> [Work instruction]: Retype the data below exactly, skipping pictures.

(Annotated photo localization data)
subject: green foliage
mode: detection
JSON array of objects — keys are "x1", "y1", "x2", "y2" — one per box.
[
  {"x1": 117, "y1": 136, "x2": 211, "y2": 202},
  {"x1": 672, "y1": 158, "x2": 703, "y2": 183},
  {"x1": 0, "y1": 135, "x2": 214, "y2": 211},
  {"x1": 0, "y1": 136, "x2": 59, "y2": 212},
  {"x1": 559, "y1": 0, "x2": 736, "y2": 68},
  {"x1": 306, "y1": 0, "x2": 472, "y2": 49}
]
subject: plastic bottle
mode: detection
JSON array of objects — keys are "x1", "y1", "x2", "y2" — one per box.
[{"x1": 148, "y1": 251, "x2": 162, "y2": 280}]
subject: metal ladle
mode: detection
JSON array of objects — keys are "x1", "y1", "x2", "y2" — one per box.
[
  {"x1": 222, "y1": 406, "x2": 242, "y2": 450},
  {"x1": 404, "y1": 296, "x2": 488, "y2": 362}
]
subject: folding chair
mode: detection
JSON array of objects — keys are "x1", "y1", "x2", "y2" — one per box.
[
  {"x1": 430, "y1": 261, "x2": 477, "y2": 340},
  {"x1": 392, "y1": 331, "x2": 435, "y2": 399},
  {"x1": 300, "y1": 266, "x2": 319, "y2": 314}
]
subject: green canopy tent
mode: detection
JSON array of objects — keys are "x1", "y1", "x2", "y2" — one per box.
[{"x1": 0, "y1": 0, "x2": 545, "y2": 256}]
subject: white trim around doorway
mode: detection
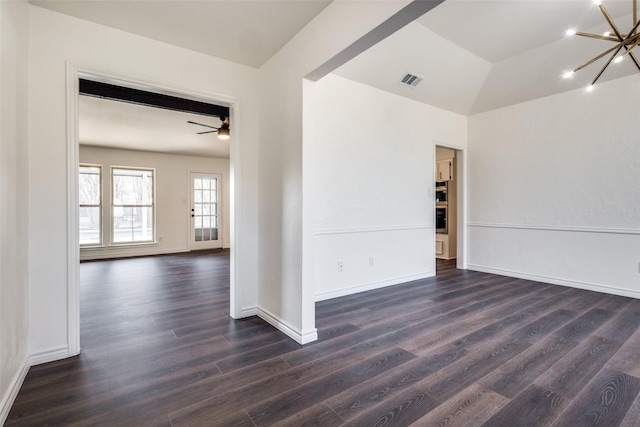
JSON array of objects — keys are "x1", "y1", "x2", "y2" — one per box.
[
  {"x1": 433, "y1": 140, "x2": 467, "y2": 270},
  {"x1": 65, "y1": 63, "x2": 242, "y2": 359}
]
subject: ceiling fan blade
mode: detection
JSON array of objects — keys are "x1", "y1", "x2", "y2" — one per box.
[
  {"x1": 197, "y1": 130, "x2": 217, "y2": 135},
  {"x1": 187, "y1": 120, "x2": 219, "y2": 130}
]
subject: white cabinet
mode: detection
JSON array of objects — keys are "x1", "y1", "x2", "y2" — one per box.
[
  {"x1": 436, "y1": 233, "x2": 456, "y2": 260},
  {"x1": 436, "y1": 159, "x2": 453, "y2": 181},
  {"x1": 435, "y1": 234, "x2": 449, "y2": 259}
]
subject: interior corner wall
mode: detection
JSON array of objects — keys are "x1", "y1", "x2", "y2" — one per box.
[
  {"x1": 467, "y1": 75, "x2": 640, "y2": 298},
  {"x1": 304, "y1": 74, "x2": 467, "y2": 301},
  {"x1": 257, "y1": 1, "x2": 412, "y2": 344},
  {"x1": 0, "y1": 0, "x2": 30, "y2": 423},
  {"x1": 27, "y1": 5, "x2": 259, "y2": 361},
  {"x1": 79, "y1": 147, "x2": 230, "y2": 260}
]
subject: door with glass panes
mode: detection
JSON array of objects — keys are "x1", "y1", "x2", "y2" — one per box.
[{"x1": 189, "y1": 172, "x2": 222, "y2": 250}]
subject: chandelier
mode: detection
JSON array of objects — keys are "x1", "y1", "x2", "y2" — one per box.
[{"x1": 564, "y1": 0, "x2": 640, "y2": 90}]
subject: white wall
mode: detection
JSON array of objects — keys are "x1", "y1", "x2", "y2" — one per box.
[
  {"x1": 258, "y1": 1, "x2": 413, "y2": 344},
  {"x1": 467, "y1": 75, "x2": 640, "y2": 298},
  {"x1": 304, "y1": 74, "x2": 467, "y2": 300},
  {"x1": 79, "y1": 147, "x2": 230, "y2": 260},
  {"x1": 28, "y1": 5, "x2": 259, "y2": 362},
  {"x1": 0, "y1": 0, "x2": 30, "y2": 422}
]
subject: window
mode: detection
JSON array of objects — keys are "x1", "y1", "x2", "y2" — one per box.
[
  {"x1": 79, "y1": 165, "x2": 102, "y2": 246},
  {"x1": 112, "y1": 167, "x2": 154, "y2": 243}
]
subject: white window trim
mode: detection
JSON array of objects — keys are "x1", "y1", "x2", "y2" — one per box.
[
  {"x1": 79, "y1": 163, "x2": 103, "y2": 247},
  {"x1": 110, "y1": 166, "x2": 157, "y2": 245}
]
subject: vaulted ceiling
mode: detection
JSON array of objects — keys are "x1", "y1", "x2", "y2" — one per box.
[
  {"x1": 335, "y1": 0, "x2": 639, "y2": 115},
  {"x1": 32, "y1": 0, "x2": 640, "y2": 155}
]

> [Answer section]:
subject: green foliage
mode: detection
JSON array of objects — keys are "x1", "y1", "x2", "y2" — one per box.
[
  {"x1": 117, "y1": 136, "x2": 211, "y2": 202},
  {"x1": 672, "y1": 158, "x2": 703, "y2": 183},
  {"x1": 0, "y1": 135, "x2": 214, "y2": 211},
  {"x1": 0, "y1": 136, "x2": 59, "y2": 212},
  {"x1": 559, "y1": 0, "x2": 736, "y2": 68},
  {"x1": 306, "y1": 0, "x2": 472, "y2": 49}
]
subject: plastic bottle
mode: detection
JSON array of objects — keys are "x1", "y1", "x2", "y2" — one per box.
[{"x1": 148, "y1": 251, "x2": 162, "y2": 280}]
subject: metal ladle
mode: detection
JSON array of objects — keys are "x1", "y1", "x2", "y2" — one per box.
[
  {"x1": 222, "y1": 406, "x2": 242, "y2": 450},
  {"x1": 404, "y1": 296, "x2": 488, "y2": 362}
]
subject: folding chair
mode: detection
JSON array of objects — keys are "x1", "y1", "x2", "y2" — one per box.
[
  {"x1": 430, "y1": 261, "x2": 477, "y2": 340},
  {"x1": 392, "y1": 331, "x2": 435, "y2": 399},
  {"x1": 300, "y1": 266, "x2": 319, "y2": 314}
]
subject: green canopy tent
mode: detection
JSON array of objects — keys are "x1", "y1", "x2", "y2" — one per box.
[{"x1": 0, "y1": 0, "x2": 545, "y2": 256}]
subject: white trim around doorway
mode: detection
JSON array of objects — keys are "x1", "y1", "x2", "y2" — one per box.
[
  {"x1": 433, "y1": 140, "x2": 467, "y2": 270},
  {"x1": 65, "y1": 63, "x2": 242, "y2": 359}
]
subject: ceiling fan blade
mode: detection
JSON array of objects — keys are "x1", "y1", "x2", "y2" — one per box.
[
  {"x1": 197, "y1": 130, "x2": 217, "y2": 135},
  {"x1": 187, "y1": 120, "x2": 219, "y2": 130}
]
subject: white cabinet
mode: detection
JSON array of objects — keys are "x1", "y1", "x2", "y2" — one per box.
[
  {"x1": 436, "y1": 233, "x2": 456, "y2": 260},
  {"x1": 436, "y1": 159, "x2": 453, "y2": 181},
  {"x1": 435, "y1": 234, "x2": 449, "y2": 259}
]
subject: interior corner wall
mode: detection
JSON array of objects — keys are "x1", "y1", "x2", "y2" — one per box.
[
  {"x1": 467, "y1": 75, "x2": 640, "y2": 298},
  {"x1": 304, "y1": 74, "x2": 467, "y2": 301},
  {"x1": 257, "y1": 1, "x2": 412, "y2": 344},
  {"x1": 0, "y1": 0, "x2": 30, "y2": 423},
  {"x1": 27, "y1": 5, "x2": 259, "y2": 361},
  {"x1": 79, "y1": 147, "x2": 230, "y2": 260}
]
subject: door with glass panes
mode: detection
JSON array of objects — keys are "x1", "y1", "x2", "y2" — one per box.
[{"x1": 189, "y1": 172, "x2": 222, "y2": 250}]
subject: chandelier
mode: detection
JSON array of objects — keys are "x1", "y1", "x2", "y2" — one per box.
[{"x1": 564, "y1": 0, "x2": 640, "y2": 90}]
subject: white wall
mode: detection
JSON array of objects — keys are "x1", "y1", "x2", "y2" — one per box.
[
  {"x1": 258, "y1": 1, "x2": 413, "y2": 344},
  {"x1": 467, "y1": 75, "x2": 640, "y2": 298},
  {"x1": 304, "y1": 74, "x2": 467, "y2": 300},
  {"x1": 79, "y1": 147, "x2": 230, "y2": 260},
  {"x1": 28, "y1": 5, "x2": 259, "y2": 362},
  {"x1": 0, "y1": 0, "x2": 30, "y2": 422}
]
subject: window
mode: detection
JSON array of objects — keys are "x1", "y1", "x2", "y2" — one per box.
[
  {"x1": 79, "y1": 165, "x2": 102, "y2": 246},
  {"x1": 112, "y1": 167, "x2": 154, "y2": 243}
]
subject: white window trim
mode: detection
JSON array of objects — keys are "x1", "y1", "x2", "y2" — one per box.
[
  {"x1": 79, "y1": 163, "x2": 103, "y2": 247},
  {"x1": 110, "y1": 166, "x2": 157, "y2": 245}
]
subject: vaulted ceiling
mode: detection
JSON array of objects — keys are "x1", "y1", "x2", "y2" — one per box.
[
  {"x1": 335, "y1": 0, "x2": 639, "y2": 115},
  {"x1": 32, "y1": 0, "x2": 640, "y2": 155}
]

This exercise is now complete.